This is what I did earlier, and it's pretty ugly.

#attributes/default.rb
def component_info
#ruby code to get system info here
end

(component_name, component_group, release_branch, release_version) =
component_info()

node['webapp']['version'] = release_version

At least I can access that during the compile phase and derive other
attributes from it. Isn't there a better way?

Doug.

On Tue, Sep 8, 2015 at 1:38 PM, Douglas Garstang doug.garstang@gmail.com
wrote:

Adam,

I guess it feels wrong because I'm writing application specific things
into something that's supposed to read to get system info. Our
CloudFormation template is writing a file to the local filesystem that my
chef cookbook needs to be able to read in order to know what branch,
release etc of code to deploy. The custom ohai documentation is pretty slim
as well, and it usually takes me a lot longer to get something working with
ohai that it would a library.

Using the community ohai cookbook and also seeing this:

==> default:
/opt/chef/embedded/lib/ruby/gems/1.9.1/gems/ohai-7.0.4/lib/ohai/plugins/linux/network.rb:49:
warning: already initialized constant IPROUTE_INT_REGEX

Ohai just feels less well documented and maintained.

Doug.

DATA SEGMENT>
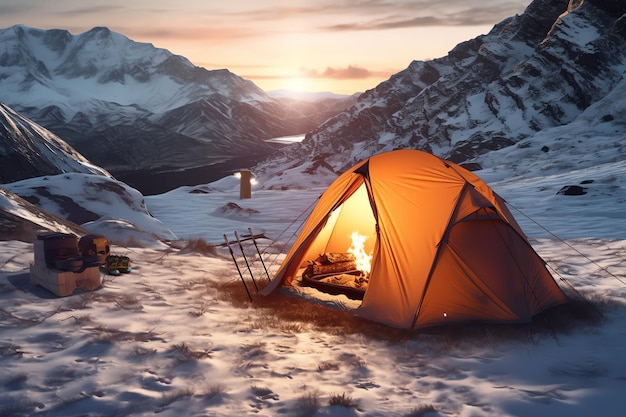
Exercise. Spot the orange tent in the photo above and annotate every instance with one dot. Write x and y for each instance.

EXERCISE INSTRUCTIONS>
[1] Copy out the email about Chef and ohai word for word, everything from "I guess it feels" down to "would a library.".
[2] Write the next part of the email about Chef and ohai, picking up after its last line.
The data has no connection to the email about Chef and ohai.

ANSWERS TO THE TASKS>
[1]
I guess it feels wrong because I'm writing application specific things
into something that's supposed to read to get system info. Our
CloudFormation template is writing a file to the local filesystem that my
chef cookbook needs to be able to read in order to know what branch,
release etc of code to deploy. The custom ohai documentation is pretty slim
as well, and it usually takes me a lot longer to get something working with
ohai that it would a library.

[2]
On Tue, Sep 8, 2015 at 1:33 PM, Adam Leff adam@leff.co wrote:

Doug-

If the data you're trying to extract is part of your system and not
curated during a Chef run, I think Ohai is a perfect solution for this.
The first recipe in your nodes' run_lists could also deploy that Ohai
plugin and reload it right away (if it needed to be deployed during that
run) such that the rest of your chef-client run would have immediate access
to the new plugin's data.

Could you elaborate as to why you do not feel the Ohai plugin approach
is the right fit?

~Adam

On Tue, Sep 8, 2015 at 4:29 PM Doug Garstang doug@slice.com wrote:

This problem keeps popping up, and it never feels quite right.

I need to extract some data from the system and populate node
attributes from that, so that my cookbook will function.

If I use a library to get the system info, then I have move the setting
of the attributes out of attributes/ files into a recipe, and make sure
that recipe runs first. Any attributes that are derived from these
attributes also have to be put into the same recipe. I then have some
attributes being defined in attributes files and some recipes which doesn't
feel right.

Writing an ohai plugin that pulls the system info means that the
attributes are immediately available as ohai data when chef runs. This also
feels like the wrong approach though.

What is the right way to do this?

Doug.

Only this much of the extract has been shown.